- Requirements -
Report how many of the lines below contain the string "toasted", counting matches only when the case is the same. Give the number and nothing else.

----- Input for this task -----

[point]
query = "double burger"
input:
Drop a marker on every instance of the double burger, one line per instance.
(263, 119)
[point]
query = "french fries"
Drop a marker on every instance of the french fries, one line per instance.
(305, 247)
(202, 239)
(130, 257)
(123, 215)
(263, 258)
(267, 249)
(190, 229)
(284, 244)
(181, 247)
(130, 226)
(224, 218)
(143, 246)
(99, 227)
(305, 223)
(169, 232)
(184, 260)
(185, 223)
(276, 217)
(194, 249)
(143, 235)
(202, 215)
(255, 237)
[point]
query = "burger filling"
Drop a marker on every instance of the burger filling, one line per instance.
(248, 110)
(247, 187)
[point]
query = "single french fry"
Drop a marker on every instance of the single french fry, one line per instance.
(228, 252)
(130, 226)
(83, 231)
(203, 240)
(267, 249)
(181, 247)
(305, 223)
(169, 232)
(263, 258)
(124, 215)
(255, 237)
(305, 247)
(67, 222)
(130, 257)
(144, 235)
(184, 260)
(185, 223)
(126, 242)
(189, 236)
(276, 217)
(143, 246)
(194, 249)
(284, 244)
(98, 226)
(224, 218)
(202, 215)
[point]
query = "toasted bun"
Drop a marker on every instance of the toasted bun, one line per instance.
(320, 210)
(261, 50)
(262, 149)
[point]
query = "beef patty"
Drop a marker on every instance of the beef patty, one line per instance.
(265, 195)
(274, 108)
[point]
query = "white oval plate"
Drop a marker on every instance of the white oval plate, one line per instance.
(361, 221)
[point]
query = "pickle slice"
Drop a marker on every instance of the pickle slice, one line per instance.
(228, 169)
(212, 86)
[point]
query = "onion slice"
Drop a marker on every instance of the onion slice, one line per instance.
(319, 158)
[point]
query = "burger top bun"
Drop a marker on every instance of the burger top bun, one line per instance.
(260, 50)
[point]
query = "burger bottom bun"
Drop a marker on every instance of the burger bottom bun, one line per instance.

-----

- Solution -
2